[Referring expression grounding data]
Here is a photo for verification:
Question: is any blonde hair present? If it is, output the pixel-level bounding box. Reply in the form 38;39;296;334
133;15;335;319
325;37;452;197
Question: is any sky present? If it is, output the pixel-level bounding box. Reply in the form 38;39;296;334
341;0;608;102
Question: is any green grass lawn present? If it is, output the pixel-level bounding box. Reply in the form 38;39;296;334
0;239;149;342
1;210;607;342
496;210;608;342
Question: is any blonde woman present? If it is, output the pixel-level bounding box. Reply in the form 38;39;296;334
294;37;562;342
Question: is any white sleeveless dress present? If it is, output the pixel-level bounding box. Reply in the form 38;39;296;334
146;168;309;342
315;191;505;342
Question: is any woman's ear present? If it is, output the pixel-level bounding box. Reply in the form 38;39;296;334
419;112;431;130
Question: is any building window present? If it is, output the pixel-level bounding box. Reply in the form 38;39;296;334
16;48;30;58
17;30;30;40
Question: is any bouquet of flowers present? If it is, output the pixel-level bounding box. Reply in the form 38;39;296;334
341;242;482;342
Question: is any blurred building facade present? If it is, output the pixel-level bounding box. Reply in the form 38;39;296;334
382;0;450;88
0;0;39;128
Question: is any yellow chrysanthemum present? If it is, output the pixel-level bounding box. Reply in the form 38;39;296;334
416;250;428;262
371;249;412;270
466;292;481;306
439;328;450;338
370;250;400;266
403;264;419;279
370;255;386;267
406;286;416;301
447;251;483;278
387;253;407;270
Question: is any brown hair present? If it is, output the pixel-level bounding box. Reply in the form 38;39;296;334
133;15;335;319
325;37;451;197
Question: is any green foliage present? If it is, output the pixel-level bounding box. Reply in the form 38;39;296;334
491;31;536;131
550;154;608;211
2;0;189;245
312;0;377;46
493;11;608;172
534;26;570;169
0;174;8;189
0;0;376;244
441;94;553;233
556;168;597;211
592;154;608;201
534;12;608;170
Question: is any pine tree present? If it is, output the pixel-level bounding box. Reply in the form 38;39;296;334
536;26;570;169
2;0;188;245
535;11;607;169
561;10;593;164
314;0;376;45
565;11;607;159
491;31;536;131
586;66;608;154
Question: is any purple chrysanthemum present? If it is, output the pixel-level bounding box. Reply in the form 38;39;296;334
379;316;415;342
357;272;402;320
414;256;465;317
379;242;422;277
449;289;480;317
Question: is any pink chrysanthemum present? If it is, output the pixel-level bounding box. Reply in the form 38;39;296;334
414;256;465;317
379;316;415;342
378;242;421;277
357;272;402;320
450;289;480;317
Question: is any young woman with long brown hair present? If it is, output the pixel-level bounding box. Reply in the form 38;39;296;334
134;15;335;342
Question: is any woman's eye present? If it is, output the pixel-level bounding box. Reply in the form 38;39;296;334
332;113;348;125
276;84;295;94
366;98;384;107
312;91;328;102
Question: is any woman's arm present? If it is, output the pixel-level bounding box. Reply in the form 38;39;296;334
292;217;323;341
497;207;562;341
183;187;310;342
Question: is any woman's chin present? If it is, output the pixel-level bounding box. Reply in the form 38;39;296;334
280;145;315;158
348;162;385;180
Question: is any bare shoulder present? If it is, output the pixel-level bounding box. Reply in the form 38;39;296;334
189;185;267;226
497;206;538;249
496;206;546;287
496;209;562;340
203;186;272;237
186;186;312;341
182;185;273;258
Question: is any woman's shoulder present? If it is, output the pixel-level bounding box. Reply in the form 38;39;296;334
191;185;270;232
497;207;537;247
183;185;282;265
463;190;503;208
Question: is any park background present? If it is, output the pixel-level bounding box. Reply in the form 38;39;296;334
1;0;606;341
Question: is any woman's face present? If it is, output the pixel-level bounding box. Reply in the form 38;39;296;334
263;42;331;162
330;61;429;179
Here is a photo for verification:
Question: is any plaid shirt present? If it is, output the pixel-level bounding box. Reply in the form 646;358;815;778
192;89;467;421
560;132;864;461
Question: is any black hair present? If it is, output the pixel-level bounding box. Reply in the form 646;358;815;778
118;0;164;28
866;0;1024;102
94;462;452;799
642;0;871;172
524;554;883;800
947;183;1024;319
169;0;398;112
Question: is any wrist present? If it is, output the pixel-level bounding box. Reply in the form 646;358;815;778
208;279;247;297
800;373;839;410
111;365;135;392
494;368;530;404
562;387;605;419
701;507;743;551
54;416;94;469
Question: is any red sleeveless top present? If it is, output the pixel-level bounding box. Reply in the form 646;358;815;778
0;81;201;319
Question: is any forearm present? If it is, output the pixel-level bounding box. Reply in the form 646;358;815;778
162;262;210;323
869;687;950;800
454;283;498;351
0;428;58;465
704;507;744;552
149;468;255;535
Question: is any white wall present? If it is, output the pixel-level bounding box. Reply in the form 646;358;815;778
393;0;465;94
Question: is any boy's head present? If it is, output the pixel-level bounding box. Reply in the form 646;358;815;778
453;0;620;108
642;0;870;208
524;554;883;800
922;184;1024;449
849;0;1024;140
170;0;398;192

• [TRY IT]:
Could you give the data again, word for word?

• [ANSWER TO THE PROBLEM]:
Here is a photo for verification:
Question: is any blonde hair present? If it is, output the pixel-level bounding box. Reply in the form 38;39;296;334
133;15;335;319
325;37;452;197
Question: is any sky present? If it is, output the pixel-level bounding box. Reply in the form 38;39;296;334
341;0;608;102
Question: is any green grass lawn present? If it is, output the pixel-level bounding box. Reply in the form 38;39;296;334
0;239;149;342
1;210;607;342
496;210;608;342
Question: is any blonde woman present? If it is, output the pixel-level bounding box. Reply in the form 38;39;296;334
294;37;562;342
Question: is any white sleeveless dress present? If it is, output the pixel-level bounding box. Reply in the form 38;39;296;334
146;168;309;342
315;191;505;342
Question: is any woman's ear present? If it is, output the pixel-level bounding box. Reply in the form 38;39;296;334
419;112;431;130
Question: is any building window present? If it is, output the pixel-level bounding box. Reply in the form 38;39;296;334
16;48;30;58
17;30;30;40
Question: is any bouquet of flowers present? If it is, output the pixel-level bounding box. Reply in the form 38;39;296;334
341;242;482;342
Question: is any blurred building facade present? If it is, output the pixel-level bounding box. Reply in the form 38;39;296;334
382;0;450;88
0;0;39;128
Question: is any yellow chrysanthemum present? If it is, output the pixel-level bounding box. Reply in the form 38;39;296;334
416;250;428;262
371;249;412;270
466;292;481;306
439;328;450;338
370;250;400;266
403;264;419;279
370;255;386;267
406;286;416;301
447;251;483;278
387;253;407;270
Question: is any brown hair present? If it is, output the pixel-level bounding box. Reply in the form 38;39;296;334
133;15;335;319
325;37;451;197
Question: is any green foliage present? If it is, output the pixel-level bounding box. Reply in the form 38;39;296;334
491;31;536;131
550;154;608;211
2;0;189;245
312;0;377;46
493;11;608;172
534;26;570;169
0;174;8;189
0;0;376;244
441;94;553;233
556;168;597;211
592;154;608;201
534;12;608;170
Question: is any pine tree present? If it is, output the pixel-level bounding box. Reply in the form 38;39;296;334
536;26;570;169
2;0;188;245
535;11;607;169
561;10;593;164
314;0;376;45
565;11;607;159
491;31;536;131
586;66;608;154
Question: is any purple chrysanthemum present? If it is, output the pixel-level bounding box. Reply in the form 38;39;296;334
379;316;415;342
357;272;402;320
414;256;465;317
379;242;422;277
449;289;480;317
Question: is any pink chrysanthemum present? If it is, output the pixel-level bounding box. Reply in the form 38;39;296;334
414;256;465;317
379;316;415;342
378;242;421;277
357;272;402;320
450;289;480;317
Question: is any young woman with long brown hair present? If it is, output the pixel-level bounding box. Reply in the form 38;39;296;334
134;15;335;342
Question: is any woman's eye present? If it is, output the pixel-level bounding box. Reply in the form 38;39;296;334
332;113;348;125
276;84;295;94
366;98;384;107
312;91;328;102
Question: is any woman's arm present? If it is, output the pixel-level bounding box. Reply in the form 38;39;296;334
292;217;323;341
497;207;562;341
183;187;310;342
Question: is any woman's chin present? If it is, output the pixel-level bounding box. Reply in the form 38;39;296;334
280;145;315;158
348;162;385;180
Question: is any bare shoulder present? If it is, output the pixel-level bounding box. Reply in the form 38;39;296;334
189;185;267;226
497;206;538;249
496;206;546;287
496;209;562;340
203;186;272;237
186;186;312;341
182;185;273;258
Question: is any woman's shoulder present? If it is, output the pixel-level bounding box. Reply in the form 38;39;296;334
191;185;270;232
497;207;537;247
183;185;282;265
463;190;503;208
Question: is any park background present? If it is, output the pixel-level bounding box. Reply in the form 38;39;296;334
1;0;606;341
Question: is any woman's face present? If it is, output the pixel-level bounding box. Reply in the form 38;39;296;334
263;42;331;162
330;61;429;179
Here is a photo for verification:
Question: is any plaid shirt present? If it is, output the pixel-level bounding box. Reply in the form 646;358;815;778
192;89;467;421
560;132;864;461
Question: is any black hair present? If it is, output the pixel-level bounding box. Reply in the form 646;358;815;778
118;0;164;28
866;0;1024;102
94;462;452;799
642;0;871;172
524;554;883;800
947;183;1024;319
169;0;398;112
Question: is any wrist present? If it is, output the pixel-level bounding box. Reply in the form 646;358;815;778
208;279;247;297
800;373;839;410
111;365;135;392
494;368;530;404
562;387;605;419
701;507;743;551
54;416;94;469
Question: is any red sleeveless top present? If it is, output the pixel-level bounding box. Reply in the form 646;358;815;778
0;81;201;319
Question: is any forearm present? If it is, output the pixel-level bounding box. Reply in the form 646;358;815;778
162;262;210;323
869;687;950;800
454;283;498;351
0;428;58;465
704;507;744;552
149;468;255;535
Question: is any white wall present? If it is, output the pixel-level bounding box. Reply in the form 646;358;815;778
393;0;465;94
Question: is any boy's head present? If it is, output the pixel-level bounding box. Reply in the form 646;358;815;778
453;0;620;108
642;0;870;208
524;554;883;800
922;184;1024;449
849;0;1024;140
170;0;398;192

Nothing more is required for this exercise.